## EXTRACT
######

9: Check Your Emotions
Our emotions influence our digestion, especially as women. A growing body of research has found that the stress associated with unprocessed negative emotions can inhibit the natural digestive process and lead to gut issues. There is an intimate relationship between our brain and our gut, and our digestion responds to all of our thoughts and emotions. With extreme stress, the brain sends signals to the gut that releases chemicals that can lead to malabsorption, inflammation and food sensitivities. By learning how to manage stress and release emotional turbulence, you can help your digestive tract to work naturally and efficiently. Make sure that when you sit down to eat you feel balanced and your emotions are in check as best as possible.

######

Set down the passage on emotions and digestion word for word, everything from "9: Check Your" down to "best as possible.".

## SOURCE INFORMATION
######

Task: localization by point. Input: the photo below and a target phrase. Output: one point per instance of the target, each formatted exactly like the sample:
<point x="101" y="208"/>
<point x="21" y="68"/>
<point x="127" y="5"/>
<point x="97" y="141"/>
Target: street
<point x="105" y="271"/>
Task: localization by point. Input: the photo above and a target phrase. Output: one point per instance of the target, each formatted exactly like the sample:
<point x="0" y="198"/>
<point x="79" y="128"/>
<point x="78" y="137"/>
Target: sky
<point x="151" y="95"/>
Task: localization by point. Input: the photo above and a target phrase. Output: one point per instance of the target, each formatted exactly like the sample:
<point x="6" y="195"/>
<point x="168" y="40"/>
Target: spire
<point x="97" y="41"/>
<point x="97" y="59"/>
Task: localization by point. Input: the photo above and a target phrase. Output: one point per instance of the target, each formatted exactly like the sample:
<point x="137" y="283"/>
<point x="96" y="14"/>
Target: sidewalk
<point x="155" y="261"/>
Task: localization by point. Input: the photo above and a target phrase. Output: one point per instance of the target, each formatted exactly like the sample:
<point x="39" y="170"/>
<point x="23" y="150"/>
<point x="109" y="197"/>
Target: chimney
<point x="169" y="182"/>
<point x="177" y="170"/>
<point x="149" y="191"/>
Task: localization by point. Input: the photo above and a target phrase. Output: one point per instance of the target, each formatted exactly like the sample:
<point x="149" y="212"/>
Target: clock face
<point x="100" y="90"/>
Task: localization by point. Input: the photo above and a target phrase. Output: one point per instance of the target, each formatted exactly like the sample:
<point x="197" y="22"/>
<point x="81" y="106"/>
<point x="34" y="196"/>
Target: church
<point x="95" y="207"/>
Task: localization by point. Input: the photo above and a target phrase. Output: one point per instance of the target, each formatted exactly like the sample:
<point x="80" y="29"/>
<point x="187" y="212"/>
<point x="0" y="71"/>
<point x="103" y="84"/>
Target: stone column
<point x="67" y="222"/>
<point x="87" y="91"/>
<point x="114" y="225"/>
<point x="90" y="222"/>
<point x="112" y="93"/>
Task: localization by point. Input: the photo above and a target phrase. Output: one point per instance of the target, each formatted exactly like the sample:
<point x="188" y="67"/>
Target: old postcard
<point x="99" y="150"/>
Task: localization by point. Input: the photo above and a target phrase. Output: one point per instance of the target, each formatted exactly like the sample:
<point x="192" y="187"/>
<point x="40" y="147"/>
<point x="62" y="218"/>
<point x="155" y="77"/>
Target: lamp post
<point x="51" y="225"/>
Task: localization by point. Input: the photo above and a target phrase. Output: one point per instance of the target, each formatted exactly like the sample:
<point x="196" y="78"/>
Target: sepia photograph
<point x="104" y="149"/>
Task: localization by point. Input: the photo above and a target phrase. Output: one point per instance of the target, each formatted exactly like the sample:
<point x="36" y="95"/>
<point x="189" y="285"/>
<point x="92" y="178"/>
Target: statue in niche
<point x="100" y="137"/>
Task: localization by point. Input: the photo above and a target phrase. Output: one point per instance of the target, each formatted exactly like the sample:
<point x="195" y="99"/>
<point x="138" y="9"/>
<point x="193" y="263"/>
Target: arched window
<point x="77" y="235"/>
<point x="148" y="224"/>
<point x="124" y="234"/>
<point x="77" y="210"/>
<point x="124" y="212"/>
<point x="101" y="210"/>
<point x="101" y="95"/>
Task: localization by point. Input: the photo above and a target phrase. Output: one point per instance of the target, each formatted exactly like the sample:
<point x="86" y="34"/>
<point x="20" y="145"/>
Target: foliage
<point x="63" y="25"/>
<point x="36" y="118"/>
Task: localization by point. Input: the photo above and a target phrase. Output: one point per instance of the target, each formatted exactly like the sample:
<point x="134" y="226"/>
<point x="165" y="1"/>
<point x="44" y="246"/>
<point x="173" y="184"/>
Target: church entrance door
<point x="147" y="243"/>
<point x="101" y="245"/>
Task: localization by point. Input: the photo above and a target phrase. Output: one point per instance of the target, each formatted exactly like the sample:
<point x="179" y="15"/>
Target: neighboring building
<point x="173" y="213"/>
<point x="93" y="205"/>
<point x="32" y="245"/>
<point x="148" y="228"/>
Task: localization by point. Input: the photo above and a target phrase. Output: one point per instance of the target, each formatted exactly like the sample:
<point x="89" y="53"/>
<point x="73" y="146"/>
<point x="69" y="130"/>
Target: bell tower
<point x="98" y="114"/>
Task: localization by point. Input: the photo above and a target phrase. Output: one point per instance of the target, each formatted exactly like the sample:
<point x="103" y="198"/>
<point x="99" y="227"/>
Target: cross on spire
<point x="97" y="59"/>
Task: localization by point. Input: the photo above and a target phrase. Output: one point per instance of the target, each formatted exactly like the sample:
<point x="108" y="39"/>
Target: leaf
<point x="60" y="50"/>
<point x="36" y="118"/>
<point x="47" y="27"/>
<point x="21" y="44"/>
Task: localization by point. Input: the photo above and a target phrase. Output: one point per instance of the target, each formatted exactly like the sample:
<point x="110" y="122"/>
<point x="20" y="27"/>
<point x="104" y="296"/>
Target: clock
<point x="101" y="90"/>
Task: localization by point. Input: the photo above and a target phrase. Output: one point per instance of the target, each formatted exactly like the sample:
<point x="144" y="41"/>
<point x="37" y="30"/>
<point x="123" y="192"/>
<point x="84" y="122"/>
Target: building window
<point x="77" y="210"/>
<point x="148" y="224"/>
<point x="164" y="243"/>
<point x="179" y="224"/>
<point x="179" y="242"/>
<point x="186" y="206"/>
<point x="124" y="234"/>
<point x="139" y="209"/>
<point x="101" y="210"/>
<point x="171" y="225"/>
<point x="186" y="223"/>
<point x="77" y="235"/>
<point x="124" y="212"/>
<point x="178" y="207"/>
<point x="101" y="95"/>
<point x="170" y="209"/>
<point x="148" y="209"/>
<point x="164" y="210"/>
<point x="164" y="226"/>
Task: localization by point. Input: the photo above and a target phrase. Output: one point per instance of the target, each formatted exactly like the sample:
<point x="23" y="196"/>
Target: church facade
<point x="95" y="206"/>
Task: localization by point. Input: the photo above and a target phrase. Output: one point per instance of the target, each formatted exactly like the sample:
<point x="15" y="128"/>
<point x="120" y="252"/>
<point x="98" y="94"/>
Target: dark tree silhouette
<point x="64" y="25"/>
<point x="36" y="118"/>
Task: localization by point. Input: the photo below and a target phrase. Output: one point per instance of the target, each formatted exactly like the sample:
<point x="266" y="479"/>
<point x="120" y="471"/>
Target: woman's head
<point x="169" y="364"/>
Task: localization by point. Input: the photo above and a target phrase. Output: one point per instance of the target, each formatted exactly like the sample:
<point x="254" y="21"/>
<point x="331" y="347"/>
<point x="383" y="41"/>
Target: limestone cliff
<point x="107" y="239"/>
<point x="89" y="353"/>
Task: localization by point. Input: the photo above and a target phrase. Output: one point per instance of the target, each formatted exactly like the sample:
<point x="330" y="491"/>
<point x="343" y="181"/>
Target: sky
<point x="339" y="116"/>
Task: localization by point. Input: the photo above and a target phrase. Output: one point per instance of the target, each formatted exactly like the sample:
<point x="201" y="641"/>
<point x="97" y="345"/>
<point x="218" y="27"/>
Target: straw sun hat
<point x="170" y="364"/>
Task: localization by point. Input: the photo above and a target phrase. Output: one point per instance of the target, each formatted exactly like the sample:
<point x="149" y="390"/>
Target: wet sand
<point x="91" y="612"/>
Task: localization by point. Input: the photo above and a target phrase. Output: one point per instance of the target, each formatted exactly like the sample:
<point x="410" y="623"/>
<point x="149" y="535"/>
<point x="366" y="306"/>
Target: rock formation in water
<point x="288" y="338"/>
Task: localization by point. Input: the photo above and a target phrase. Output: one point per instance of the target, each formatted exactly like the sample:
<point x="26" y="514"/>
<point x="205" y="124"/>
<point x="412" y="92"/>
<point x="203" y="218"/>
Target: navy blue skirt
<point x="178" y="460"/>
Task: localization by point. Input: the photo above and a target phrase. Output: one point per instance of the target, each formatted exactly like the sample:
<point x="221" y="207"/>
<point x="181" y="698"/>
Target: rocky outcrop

######

## OUTPUT FOR THIS EXERCISE
9: Check Your Emotions
Our emotions influence our digestion, especially as women. A growing body of research has found that the stress associated with unprocessed negative emotions can inhibit the natural digestive process and lead to gut issues. There is an intimate relationship between our brain and our gut, and our digestion responds to all of our thoughts and emotions. With extreme stress, the brain sends signals to the gut that releases chemicals that can lead to malabsorption, inflammation and food sensitivities. By learning how to manage stress and release emotional turbulence, you can help your digestive tract to work naturally and efficiently. Make sure that when you sit down to eat you feel balanced and your emotions are in check as best as possible.